What is being asked
Each line of the listing where the string "below" appears is to be identified and copied.
────
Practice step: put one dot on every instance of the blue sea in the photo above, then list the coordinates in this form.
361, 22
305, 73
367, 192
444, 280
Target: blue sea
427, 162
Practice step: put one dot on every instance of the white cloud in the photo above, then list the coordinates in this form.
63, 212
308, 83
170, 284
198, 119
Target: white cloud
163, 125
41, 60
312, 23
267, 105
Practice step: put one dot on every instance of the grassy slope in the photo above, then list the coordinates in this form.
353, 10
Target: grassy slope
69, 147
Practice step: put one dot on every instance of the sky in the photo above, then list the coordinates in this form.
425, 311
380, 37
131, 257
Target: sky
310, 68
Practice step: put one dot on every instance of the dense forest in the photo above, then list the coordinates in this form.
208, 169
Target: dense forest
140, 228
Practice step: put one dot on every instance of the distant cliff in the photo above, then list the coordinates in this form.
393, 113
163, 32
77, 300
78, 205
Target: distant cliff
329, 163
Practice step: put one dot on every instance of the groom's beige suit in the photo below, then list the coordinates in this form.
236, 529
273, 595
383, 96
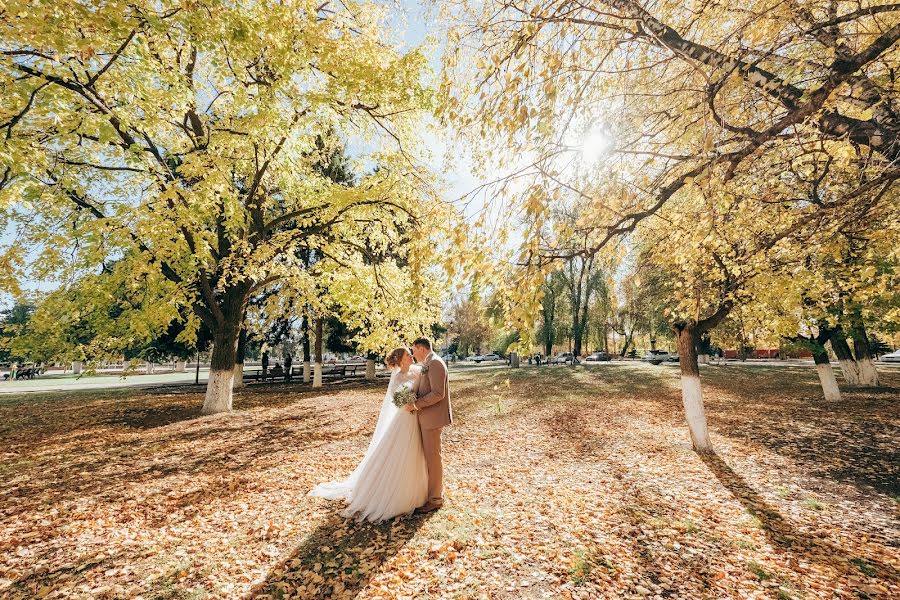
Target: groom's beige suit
434, 412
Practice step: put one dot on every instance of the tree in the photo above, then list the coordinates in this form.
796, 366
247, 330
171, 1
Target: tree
13, 323
551, 311
103, 316
193, 143
468, 325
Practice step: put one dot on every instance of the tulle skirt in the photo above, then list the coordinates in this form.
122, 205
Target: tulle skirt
392, 478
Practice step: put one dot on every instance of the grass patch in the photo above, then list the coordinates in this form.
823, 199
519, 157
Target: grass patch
863, 566
686, 526
588, 562
813, 504
757, 570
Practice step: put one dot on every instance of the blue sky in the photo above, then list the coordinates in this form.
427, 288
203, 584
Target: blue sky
412, 18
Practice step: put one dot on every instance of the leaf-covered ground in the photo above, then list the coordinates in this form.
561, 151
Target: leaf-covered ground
562, 483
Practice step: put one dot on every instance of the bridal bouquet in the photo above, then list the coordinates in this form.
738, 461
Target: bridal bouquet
403, 396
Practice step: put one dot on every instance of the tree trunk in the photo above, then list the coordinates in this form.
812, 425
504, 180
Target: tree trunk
317, 371
628, 340
830, 388
307, 359
221, 366
845, 358
868, 374
239, 359
691, 390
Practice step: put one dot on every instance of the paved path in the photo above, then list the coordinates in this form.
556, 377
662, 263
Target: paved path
57, 382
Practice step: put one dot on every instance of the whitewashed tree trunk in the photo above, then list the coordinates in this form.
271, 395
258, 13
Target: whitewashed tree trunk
691, 390
830, 388
220, 384
320, 343
238, 375
218, 391
862, 349
850, 370
868, 373
692, 398
849, 367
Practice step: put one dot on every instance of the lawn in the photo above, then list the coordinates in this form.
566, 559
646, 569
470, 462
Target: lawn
561, 483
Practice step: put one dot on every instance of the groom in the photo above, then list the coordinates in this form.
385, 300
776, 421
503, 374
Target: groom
433, 409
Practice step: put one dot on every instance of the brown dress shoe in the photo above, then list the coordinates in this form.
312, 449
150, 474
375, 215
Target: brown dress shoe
430, 506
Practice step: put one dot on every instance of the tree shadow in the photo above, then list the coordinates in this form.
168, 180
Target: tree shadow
224, 448
853, 440
782, 532
339, 558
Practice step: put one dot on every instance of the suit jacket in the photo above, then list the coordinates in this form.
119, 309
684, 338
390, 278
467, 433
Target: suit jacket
434, 395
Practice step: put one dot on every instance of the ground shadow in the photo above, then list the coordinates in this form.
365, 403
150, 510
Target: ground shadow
784, 535
853, 440
338, 559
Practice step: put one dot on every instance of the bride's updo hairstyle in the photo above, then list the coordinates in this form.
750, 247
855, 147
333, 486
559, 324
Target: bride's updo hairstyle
393, 359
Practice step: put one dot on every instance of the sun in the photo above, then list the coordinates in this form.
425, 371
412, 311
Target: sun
597, 143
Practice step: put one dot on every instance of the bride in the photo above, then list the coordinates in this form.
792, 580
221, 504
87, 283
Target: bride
391, 479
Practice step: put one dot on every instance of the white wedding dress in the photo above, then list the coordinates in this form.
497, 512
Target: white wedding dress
392, 478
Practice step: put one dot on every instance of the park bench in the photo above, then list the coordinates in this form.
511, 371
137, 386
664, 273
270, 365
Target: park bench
330, 372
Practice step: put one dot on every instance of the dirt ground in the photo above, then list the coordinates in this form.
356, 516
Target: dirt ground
560, 483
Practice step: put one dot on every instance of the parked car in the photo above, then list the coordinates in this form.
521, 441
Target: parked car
564, 358
655, 357
892, 357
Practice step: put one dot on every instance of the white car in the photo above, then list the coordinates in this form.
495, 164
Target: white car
892, 357
656, 357
564, 358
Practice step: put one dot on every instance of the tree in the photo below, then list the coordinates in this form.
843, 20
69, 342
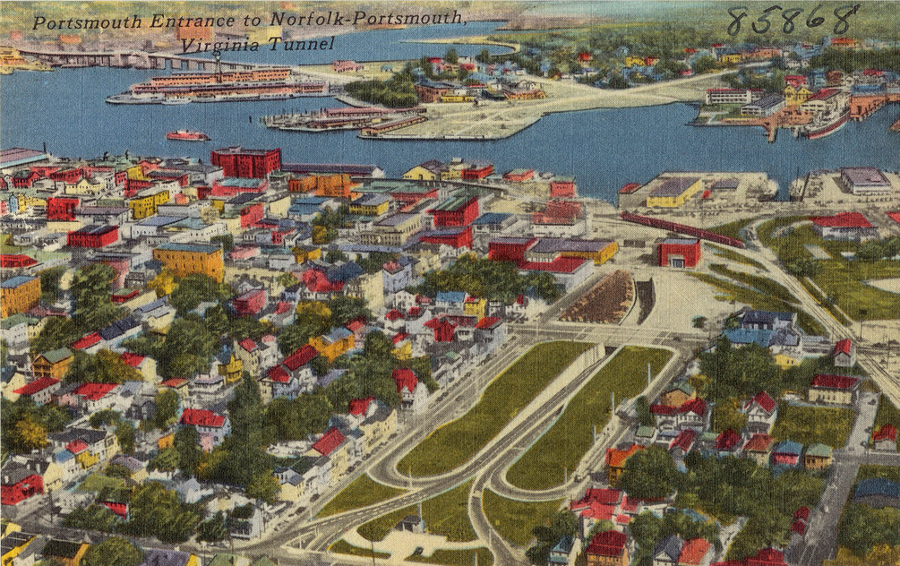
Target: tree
────
Your solution
Practice step: put one dot on every instance of the groom's beige suit in the photo below, then list the coordinates in this form.
Practice step: put one dot on every instance of the tree in the photo below, then list the coordinates in this form.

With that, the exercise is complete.